Dataset rows:
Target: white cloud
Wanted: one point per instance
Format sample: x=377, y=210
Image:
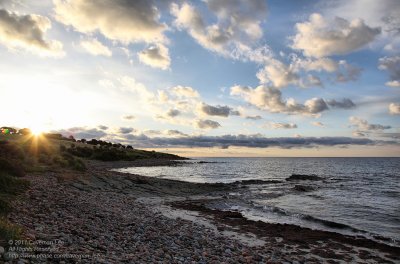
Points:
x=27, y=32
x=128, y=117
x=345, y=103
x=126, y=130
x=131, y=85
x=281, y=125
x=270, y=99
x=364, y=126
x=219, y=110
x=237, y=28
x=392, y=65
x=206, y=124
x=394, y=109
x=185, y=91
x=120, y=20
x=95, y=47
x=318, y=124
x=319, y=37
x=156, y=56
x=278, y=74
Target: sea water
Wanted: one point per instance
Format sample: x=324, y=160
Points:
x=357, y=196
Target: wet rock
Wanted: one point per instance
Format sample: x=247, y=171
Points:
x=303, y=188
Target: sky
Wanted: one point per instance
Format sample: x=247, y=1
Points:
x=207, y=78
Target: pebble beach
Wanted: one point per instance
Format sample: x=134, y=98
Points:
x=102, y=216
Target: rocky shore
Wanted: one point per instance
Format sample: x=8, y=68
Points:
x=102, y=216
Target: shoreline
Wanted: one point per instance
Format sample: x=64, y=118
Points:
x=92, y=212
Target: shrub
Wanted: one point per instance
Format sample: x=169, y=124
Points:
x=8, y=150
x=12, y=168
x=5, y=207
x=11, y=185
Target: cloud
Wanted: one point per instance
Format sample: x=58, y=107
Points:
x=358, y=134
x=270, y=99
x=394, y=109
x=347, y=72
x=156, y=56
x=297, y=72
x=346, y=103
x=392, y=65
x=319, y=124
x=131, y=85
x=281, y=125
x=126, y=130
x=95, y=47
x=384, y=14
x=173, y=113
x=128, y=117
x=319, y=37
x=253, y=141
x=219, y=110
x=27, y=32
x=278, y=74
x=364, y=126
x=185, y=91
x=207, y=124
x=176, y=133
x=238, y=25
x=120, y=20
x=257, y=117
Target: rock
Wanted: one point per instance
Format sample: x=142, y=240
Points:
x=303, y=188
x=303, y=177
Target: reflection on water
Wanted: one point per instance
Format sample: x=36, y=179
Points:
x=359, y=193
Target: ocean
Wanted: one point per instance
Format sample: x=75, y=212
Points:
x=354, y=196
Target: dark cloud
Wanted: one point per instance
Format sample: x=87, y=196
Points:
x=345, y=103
==
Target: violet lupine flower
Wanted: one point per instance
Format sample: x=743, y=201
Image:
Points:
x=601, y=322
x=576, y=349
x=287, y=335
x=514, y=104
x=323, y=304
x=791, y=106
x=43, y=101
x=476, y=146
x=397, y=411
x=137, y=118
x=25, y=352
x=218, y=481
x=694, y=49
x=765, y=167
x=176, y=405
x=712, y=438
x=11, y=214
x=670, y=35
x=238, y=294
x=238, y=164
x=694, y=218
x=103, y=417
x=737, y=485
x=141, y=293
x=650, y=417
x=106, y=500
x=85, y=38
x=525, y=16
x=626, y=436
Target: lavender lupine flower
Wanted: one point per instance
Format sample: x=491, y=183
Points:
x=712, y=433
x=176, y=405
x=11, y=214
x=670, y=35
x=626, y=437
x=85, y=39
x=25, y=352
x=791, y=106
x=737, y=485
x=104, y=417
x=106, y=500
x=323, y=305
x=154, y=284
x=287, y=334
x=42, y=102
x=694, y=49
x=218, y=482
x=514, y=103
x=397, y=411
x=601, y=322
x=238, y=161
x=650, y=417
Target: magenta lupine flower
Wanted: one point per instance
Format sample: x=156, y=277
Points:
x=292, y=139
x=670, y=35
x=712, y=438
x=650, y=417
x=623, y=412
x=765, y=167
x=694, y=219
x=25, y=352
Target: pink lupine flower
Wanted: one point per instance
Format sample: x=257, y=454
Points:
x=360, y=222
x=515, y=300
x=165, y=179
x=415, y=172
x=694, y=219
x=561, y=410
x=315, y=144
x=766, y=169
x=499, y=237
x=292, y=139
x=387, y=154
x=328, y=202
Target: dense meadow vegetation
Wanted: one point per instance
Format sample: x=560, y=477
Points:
==
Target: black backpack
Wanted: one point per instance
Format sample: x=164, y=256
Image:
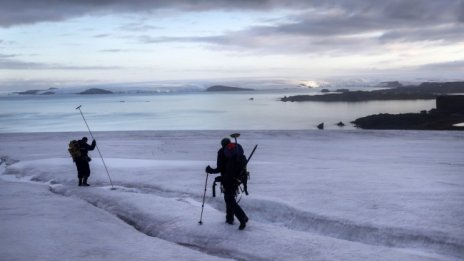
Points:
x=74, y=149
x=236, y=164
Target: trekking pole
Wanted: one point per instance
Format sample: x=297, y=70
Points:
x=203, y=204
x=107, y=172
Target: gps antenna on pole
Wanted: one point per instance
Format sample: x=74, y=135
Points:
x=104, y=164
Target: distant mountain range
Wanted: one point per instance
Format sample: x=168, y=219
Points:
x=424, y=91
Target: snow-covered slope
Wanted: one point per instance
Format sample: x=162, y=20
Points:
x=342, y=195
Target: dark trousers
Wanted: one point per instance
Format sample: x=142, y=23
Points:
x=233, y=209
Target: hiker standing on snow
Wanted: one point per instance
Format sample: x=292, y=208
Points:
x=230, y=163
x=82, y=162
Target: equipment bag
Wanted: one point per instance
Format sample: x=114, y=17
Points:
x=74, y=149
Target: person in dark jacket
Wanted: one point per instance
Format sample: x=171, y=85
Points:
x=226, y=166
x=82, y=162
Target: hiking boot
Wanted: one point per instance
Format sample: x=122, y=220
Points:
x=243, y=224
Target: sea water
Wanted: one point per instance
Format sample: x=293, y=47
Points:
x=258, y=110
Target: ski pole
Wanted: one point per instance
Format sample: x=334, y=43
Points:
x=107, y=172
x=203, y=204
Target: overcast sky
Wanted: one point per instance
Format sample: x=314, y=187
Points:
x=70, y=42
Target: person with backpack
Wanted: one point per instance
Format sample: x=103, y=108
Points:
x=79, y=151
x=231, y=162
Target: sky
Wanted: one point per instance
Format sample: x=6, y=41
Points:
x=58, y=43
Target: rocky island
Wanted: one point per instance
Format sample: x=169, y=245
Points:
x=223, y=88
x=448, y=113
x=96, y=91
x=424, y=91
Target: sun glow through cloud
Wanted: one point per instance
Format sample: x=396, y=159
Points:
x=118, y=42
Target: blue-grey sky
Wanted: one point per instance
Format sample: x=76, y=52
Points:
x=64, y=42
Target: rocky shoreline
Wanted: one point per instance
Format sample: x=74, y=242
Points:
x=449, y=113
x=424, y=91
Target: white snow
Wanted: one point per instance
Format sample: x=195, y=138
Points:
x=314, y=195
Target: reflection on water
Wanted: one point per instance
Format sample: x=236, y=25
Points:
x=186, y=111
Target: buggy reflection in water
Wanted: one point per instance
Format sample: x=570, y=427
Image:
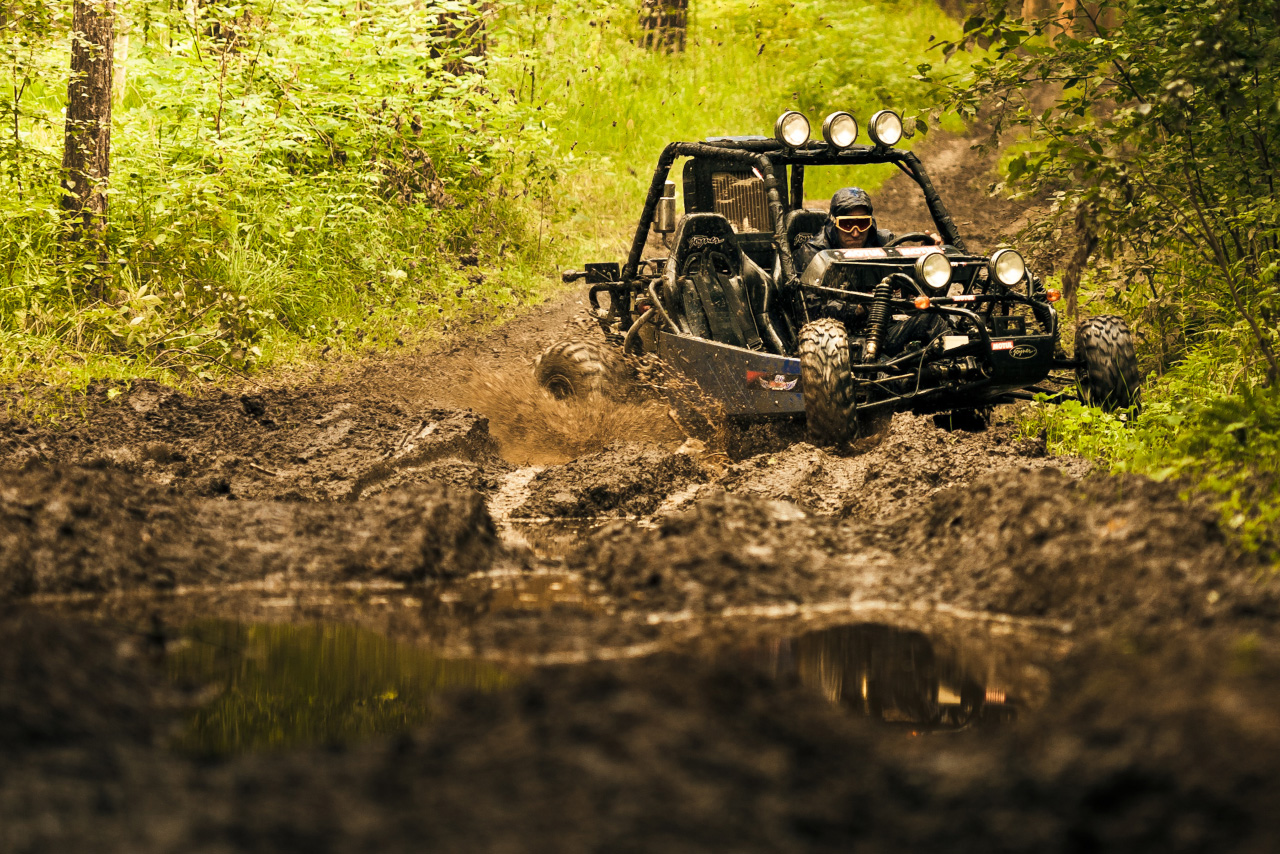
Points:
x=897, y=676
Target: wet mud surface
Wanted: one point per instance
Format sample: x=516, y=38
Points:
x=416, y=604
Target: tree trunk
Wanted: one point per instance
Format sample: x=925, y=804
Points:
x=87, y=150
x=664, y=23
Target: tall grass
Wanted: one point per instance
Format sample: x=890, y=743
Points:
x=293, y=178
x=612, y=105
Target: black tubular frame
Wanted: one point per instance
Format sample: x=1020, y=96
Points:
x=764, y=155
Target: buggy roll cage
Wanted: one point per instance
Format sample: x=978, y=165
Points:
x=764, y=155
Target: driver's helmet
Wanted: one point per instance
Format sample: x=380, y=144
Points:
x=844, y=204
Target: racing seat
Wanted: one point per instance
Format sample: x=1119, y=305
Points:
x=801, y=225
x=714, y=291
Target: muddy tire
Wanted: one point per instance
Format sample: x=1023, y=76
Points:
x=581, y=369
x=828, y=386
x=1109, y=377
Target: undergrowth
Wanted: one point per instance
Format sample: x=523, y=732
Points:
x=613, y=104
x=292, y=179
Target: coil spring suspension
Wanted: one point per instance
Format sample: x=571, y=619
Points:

### PROMPT
Copy everything in the listing from the line with "Target: equipment bag" down to the line with "x=664, y=23", both included, multiplying each answer coordinate by 0.25 and rounding to a whole number, with halves going up. Keep all other lines unchanged, format samples too, and leave the pictures out.

### WRITTEN REPLY
Target: equipment bag
Wanted: one point per instance
Format sample: x=114, y=17
Points:
x=19, y=37
Target: person in dark jacket
Wanted: one point per instance
Format sample: x=171, y=85
Points:
x=57, y=42
x=21, y=41
Target: hiking boot
Wanted: one point per instance
Format sample: x=122, y=220
Points:
x=61, y=56
Target: sea water
Wanted: one point per instance
Format sample: x=293, y=47
Points:
x=65, y=28
Target: ski pole
Wanted: one point per instance
Format sample: x=334, y=43
Points:
x=27, y=43
x=51, y=51
Target: overcast sky
Wanted: one point per instance
Format sample: x=314, y=187
Points:
x=18, y=11
Target: person with backpack
Wanted: one point per instance
Format sample: x=103, y=108
Points:
x=20, y=38
x=58, y=41
Target: sky
Wanted: one point per instance
Format sample: x=6, y=41
Points:
x=15, y=11
Target: rocky island
Wanted: one point per instance
Format sample: x=169, y=245
Points:
x=56, y=22
x=112, y=28
x=24, y=23
x=106, y=23
Target: sun glow through cloud
Wanted: one point per instance
Format sample: x=396, y=159
Points:
x=30, y=11
Target: blue-grey sky
Wanted: one point per instance
Format sample: x=76, y=52
Points:
x=16, y=11
Target: rocky shoreline
Wanted: one point per instance
Format sample: x=74, y=242
Points:
x=112, y=28
x=106, y=23
Target: white snow
Wanted: one point per instance
Format sample: x=195, y=138
Points:
x=79, y=49
Target: reflection on water
Wanted: one point per instance
Format sample: x=236, y=25
Points:
x=47, y=28
Target: buggy reflection in water
Wanted: one point per instance
Format sample: x=570, y=427
Image:
Points:
x=224, y=169
Target: wet mud surface
Wanted: one point per instance
Format sample: x=516, y=38
Points:
x=104, y=151
Target: tree trunk
Wanted: one point per instance
Format sample: x=925, y=804
Points:
x=22, y=38
x=166, y=6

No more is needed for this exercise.